- Instructions -
A - In the blog post about statins and Q10, what name is given to the muscle pain that comes with statin use?
B - Reproduce the blog post about statins and Q10 from "The other day" to "your own risk.".

- Given passage -
----

Sunday, December 02, 2007

PROSPER and Q10

The other day I was chatting to a work colleague about a lab result showing hypercholesterolaemia. She'd ruled out any medical problems likely to elevate blood cholesterol in a cat, so we decided it was clinically insignificant. If you are really dumb you'll add, "if you believe it's significant in human heart disease anyway".

I'm really dumb some times.

When your colleague comes back with "my father in law is on a statin and I've been meaning to find out more about them" you some times say stupid things like "does he have muscle pain?". "Yes". "Oh".

*******HEALTH WARNING*******

Next link has serious factual errors about statins. Click at your own risk.

*******HEALTH WARNING*******

It's called myalgia and even the most mis-informed hardcore true statin believers realise it's real and it's Q10 responsive. The antistatin folks have been on the ball a bit longer, they withdraw the statin as well as giving the Q10. They are well aware that the muscle pumping your blood is struggling as much as the muscles which can't get you up the stairs any more.

If you mutter something about coenzyme Q10 to most clinicians they will just look blank. Don't you get that at health food shops? Or in face cream, the anti wrinkle type?

----

(Region pointing data)
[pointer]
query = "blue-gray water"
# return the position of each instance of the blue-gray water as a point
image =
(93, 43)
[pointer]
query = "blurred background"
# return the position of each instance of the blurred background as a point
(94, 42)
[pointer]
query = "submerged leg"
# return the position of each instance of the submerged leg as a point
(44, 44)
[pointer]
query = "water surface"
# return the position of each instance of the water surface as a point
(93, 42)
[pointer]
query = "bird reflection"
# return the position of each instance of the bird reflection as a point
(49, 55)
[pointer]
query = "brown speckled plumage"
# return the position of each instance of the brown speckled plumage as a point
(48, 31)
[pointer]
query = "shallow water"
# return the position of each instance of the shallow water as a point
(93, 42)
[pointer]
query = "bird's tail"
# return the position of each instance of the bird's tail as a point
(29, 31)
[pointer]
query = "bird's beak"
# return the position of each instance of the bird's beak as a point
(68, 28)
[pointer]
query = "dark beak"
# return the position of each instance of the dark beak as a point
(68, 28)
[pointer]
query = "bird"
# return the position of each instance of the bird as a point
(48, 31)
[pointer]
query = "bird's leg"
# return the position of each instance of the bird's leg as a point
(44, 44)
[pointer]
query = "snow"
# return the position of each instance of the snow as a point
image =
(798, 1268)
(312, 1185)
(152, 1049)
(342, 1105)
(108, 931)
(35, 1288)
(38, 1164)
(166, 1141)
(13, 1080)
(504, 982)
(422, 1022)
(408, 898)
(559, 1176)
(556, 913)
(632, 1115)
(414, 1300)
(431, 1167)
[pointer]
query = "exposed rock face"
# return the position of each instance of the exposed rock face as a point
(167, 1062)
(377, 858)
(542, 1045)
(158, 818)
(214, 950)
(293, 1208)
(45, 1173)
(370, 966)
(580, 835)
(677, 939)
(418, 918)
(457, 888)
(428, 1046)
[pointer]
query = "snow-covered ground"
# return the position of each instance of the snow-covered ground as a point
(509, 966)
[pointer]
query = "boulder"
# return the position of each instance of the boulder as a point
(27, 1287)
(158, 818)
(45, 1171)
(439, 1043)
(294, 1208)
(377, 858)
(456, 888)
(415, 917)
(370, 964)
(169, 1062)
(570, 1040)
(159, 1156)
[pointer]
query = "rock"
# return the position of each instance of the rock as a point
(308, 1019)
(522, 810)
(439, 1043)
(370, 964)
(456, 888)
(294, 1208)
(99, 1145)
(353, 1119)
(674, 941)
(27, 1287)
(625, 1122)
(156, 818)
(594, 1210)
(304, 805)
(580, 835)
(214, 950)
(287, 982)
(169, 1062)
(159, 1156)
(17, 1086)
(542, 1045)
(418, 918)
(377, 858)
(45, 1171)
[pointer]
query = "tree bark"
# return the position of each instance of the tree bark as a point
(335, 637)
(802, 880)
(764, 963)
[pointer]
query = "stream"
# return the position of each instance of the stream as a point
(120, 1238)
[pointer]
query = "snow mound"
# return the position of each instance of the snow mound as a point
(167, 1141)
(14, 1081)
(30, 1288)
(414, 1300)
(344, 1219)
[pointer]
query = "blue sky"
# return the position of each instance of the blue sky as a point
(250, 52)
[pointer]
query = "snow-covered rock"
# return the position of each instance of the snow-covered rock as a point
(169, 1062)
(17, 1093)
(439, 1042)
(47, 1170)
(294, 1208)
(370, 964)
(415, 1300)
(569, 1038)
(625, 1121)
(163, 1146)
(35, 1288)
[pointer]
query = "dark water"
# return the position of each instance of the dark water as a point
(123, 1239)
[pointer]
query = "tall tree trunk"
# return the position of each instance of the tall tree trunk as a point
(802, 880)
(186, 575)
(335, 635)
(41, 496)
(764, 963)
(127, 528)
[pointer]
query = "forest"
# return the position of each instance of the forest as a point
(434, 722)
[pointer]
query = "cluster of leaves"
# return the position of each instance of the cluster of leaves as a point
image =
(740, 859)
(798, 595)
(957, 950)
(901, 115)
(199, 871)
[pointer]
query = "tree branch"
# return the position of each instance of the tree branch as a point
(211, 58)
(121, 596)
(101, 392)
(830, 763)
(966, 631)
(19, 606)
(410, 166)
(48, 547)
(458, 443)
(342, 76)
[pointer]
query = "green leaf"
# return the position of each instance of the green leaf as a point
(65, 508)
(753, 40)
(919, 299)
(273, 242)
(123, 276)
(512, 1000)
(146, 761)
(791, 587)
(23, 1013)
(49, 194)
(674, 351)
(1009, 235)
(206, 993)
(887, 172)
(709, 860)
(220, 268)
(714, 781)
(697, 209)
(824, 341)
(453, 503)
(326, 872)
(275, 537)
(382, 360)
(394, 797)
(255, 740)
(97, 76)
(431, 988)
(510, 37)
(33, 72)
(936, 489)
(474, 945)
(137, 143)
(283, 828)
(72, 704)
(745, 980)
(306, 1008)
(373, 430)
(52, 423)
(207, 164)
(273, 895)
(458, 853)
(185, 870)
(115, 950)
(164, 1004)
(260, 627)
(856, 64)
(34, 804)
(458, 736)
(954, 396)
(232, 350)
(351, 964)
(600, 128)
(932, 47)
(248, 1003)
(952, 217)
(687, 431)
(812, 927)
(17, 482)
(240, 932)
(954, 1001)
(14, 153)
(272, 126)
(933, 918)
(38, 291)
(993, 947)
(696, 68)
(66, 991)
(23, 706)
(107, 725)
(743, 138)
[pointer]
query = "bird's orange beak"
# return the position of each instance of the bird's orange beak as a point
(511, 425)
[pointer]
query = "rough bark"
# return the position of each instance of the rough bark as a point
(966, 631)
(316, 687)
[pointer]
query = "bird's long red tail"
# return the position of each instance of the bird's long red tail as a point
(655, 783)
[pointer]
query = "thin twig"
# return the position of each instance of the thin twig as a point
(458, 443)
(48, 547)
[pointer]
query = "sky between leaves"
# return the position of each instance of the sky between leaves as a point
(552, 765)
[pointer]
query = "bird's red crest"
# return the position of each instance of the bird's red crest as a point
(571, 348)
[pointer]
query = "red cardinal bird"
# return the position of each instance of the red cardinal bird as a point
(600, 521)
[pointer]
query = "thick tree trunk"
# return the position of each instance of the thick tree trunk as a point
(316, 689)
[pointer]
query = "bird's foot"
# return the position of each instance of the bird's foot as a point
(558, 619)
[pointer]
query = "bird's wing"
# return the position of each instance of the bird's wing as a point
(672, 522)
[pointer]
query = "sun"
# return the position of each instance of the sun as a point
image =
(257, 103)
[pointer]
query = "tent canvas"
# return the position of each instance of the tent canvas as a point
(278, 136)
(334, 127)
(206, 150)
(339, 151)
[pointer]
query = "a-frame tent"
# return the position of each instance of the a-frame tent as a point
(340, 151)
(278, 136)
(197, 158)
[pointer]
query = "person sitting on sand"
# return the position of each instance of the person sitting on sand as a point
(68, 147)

----

- Replies -
A - Myalgia.

B -
The other day I was chatting to a work colleague about a lab result showing hypercholesterolaemia. She'd ruled out any medical problems likely to elevate blood cholesterol in a cat, so we decided it was clinically insignificant. If you are really dumb you'll add, "if you believe it's significant in human heart disease anyway".

I'm really dumb some times.

When your colleague comes back with "my father in law is on a statin and I've been meaning to find out more about them" you some times say stupid things like "does he have muscle pain?". "Yes". "Oh".

*******HEALTH WARNING*******

Next link has serious factual errors about statins. Click at your own risk.